Given problem: Print exactly the lines from the one containing "# test: pointer returns one pin per instance of the fine" through the last line of the listing, both included.

Point annotation records:
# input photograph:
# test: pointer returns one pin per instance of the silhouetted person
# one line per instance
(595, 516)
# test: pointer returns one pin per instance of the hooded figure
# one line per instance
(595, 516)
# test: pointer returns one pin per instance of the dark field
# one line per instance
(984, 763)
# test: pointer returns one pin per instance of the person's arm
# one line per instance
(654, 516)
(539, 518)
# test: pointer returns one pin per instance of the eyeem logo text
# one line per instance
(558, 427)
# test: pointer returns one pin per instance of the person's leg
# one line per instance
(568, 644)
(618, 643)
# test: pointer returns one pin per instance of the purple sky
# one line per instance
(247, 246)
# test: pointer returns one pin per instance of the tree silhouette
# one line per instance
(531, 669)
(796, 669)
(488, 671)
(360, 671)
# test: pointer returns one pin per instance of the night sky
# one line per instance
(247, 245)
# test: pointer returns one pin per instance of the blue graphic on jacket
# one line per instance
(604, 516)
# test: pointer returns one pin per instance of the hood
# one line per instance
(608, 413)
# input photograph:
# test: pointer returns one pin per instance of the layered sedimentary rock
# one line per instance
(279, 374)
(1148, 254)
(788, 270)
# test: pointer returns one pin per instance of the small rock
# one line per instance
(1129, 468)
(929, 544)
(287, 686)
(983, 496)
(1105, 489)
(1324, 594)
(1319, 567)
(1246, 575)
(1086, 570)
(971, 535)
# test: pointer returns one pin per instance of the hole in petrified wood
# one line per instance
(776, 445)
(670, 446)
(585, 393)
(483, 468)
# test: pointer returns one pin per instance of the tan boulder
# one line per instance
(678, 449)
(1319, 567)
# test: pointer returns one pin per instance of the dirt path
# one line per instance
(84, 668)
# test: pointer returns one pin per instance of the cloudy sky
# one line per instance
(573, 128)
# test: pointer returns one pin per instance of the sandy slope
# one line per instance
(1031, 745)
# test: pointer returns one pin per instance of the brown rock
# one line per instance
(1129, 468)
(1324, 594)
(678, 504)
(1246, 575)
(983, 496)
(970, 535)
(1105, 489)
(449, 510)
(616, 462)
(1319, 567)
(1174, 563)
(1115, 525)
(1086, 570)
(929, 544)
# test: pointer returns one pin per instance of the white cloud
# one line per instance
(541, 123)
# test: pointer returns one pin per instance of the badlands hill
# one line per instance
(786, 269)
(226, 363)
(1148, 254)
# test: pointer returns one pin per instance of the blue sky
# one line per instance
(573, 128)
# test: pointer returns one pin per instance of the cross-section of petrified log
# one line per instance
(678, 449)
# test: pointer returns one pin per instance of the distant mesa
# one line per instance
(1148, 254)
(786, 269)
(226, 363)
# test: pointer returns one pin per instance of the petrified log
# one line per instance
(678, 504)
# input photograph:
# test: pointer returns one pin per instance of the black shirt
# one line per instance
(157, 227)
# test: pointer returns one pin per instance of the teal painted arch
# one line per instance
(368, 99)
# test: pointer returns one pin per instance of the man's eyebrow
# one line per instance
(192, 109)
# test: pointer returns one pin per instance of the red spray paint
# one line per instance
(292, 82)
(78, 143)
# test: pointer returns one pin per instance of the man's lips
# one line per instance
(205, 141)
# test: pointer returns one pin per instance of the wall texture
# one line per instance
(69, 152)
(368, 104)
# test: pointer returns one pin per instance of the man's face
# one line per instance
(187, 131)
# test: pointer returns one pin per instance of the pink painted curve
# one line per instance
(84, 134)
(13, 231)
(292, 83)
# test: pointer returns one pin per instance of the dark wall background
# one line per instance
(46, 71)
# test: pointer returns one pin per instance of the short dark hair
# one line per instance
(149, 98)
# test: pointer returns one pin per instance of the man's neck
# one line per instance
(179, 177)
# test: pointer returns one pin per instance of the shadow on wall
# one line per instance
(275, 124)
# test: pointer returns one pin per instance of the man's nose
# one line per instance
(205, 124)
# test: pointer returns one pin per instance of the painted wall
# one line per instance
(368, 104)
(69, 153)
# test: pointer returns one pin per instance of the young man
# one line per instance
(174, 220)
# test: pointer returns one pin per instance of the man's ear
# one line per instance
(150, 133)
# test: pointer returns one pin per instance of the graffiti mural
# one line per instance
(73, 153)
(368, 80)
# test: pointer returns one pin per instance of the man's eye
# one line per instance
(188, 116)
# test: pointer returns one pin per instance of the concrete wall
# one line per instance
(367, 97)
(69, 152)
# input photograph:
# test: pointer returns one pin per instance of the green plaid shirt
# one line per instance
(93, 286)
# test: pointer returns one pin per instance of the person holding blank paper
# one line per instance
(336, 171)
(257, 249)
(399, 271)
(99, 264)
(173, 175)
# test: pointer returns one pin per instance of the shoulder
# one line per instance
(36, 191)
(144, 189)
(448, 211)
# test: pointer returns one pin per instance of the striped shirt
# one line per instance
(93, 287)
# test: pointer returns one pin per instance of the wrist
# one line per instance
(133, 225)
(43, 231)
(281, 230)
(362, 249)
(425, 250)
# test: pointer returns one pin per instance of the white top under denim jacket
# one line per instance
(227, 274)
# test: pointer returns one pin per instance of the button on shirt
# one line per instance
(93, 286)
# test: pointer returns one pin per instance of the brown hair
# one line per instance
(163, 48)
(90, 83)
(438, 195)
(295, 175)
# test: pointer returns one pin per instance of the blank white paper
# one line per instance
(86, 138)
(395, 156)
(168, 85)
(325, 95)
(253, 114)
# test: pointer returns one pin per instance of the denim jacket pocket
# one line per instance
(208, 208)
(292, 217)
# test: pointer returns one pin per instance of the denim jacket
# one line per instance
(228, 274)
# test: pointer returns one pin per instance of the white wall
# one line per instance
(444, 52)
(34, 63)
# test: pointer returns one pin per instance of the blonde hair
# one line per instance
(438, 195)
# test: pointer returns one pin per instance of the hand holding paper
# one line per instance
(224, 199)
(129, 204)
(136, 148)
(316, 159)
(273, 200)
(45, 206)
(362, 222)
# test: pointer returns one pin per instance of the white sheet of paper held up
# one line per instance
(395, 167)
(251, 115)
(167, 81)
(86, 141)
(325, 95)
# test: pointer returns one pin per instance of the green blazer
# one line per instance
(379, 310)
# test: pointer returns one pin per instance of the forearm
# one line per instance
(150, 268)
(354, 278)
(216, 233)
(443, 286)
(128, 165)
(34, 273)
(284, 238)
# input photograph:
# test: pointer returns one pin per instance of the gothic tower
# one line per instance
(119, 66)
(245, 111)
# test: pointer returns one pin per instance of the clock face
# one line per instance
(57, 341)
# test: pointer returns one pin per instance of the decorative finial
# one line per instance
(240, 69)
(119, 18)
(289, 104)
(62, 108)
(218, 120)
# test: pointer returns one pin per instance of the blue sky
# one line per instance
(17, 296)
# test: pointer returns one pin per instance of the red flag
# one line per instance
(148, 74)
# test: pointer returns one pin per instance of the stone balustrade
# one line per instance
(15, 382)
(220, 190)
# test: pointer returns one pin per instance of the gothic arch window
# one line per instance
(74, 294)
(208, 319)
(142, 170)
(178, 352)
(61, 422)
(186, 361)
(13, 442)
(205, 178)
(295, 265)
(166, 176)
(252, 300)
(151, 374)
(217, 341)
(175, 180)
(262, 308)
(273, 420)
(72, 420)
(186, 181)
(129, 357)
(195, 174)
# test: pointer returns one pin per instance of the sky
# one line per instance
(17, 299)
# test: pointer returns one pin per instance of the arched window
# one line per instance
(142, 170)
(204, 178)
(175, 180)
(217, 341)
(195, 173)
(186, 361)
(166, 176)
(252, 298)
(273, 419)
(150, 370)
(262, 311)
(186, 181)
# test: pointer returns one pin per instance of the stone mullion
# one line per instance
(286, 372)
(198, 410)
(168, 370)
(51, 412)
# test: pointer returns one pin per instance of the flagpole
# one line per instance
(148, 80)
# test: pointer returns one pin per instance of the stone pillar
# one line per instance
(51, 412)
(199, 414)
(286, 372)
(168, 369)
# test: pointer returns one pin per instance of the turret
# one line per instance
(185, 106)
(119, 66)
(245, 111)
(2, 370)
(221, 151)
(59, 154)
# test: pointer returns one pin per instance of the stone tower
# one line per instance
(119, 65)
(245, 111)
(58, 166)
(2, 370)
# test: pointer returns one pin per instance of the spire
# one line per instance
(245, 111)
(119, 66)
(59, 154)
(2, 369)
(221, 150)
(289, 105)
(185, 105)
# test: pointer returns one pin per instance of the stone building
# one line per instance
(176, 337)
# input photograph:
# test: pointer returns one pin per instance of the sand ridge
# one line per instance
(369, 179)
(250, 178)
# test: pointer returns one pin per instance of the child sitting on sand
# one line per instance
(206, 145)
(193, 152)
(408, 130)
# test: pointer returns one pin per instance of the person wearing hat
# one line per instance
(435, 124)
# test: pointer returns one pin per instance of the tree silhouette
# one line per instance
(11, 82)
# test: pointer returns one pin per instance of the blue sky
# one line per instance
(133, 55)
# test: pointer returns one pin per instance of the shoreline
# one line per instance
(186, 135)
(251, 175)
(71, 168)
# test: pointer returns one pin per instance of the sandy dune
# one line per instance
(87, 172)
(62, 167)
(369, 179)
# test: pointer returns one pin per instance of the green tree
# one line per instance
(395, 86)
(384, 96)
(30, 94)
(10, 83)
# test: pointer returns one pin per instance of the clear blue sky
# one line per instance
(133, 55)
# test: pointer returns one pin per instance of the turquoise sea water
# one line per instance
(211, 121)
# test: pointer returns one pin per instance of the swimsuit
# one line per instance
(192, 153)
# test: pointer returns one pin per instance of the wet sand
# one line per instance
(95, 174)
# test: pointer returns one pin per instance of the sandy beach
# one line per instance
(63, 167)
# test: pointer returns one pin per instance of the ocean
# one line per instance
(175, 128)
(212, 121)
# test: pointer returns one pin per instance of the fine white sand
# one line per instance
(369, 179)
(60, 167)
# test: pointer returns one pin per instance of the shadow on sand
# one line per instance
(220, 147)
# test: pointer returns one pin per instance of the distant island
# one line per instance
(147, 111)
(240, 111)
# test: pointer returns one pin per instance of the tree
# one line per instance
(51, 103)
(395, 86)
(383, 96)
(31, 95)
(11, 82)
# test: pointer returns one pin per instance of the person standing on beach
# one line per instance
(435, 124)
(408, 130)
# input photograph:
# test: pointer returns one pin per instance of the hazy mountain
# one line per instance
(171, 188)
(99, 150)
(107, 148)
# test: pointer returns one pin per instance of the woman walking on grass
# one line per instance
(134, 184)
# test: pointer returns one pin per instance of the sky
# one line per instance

Solution below:
# test: pointer returns one pin per instance of the fine white sand
# one line per instance
(369, 179)
(60, 167)
# test: pointer returns one pin per instance of the shadow on sand
# one line per instance
(220, 147)
# test: pointer returns one pin per instance of the distant island
# one line per instance
(147, 111)
(240, 111)
# test: pointer returns one pin per instance of the tree
# one line per instance
(51, 103)
(395, 86)
(383, 96)
(31, 95)
(11, 82)
# test: pointer returns one pin per instance of the person standing on beach
# one line per instance
(435, 124)
(408, 130)
# input photograph:
# test: pointer returns one pin per instance of the hazy mountain
# one line per instance
(171, 188)
(99, 150)
(107, 148)
# test: pointer returns one pin per instance of the woman walking on grass
# one line per instance
(134, 184)
# test: pointer returns one pin per instance of the sky
# one line per instance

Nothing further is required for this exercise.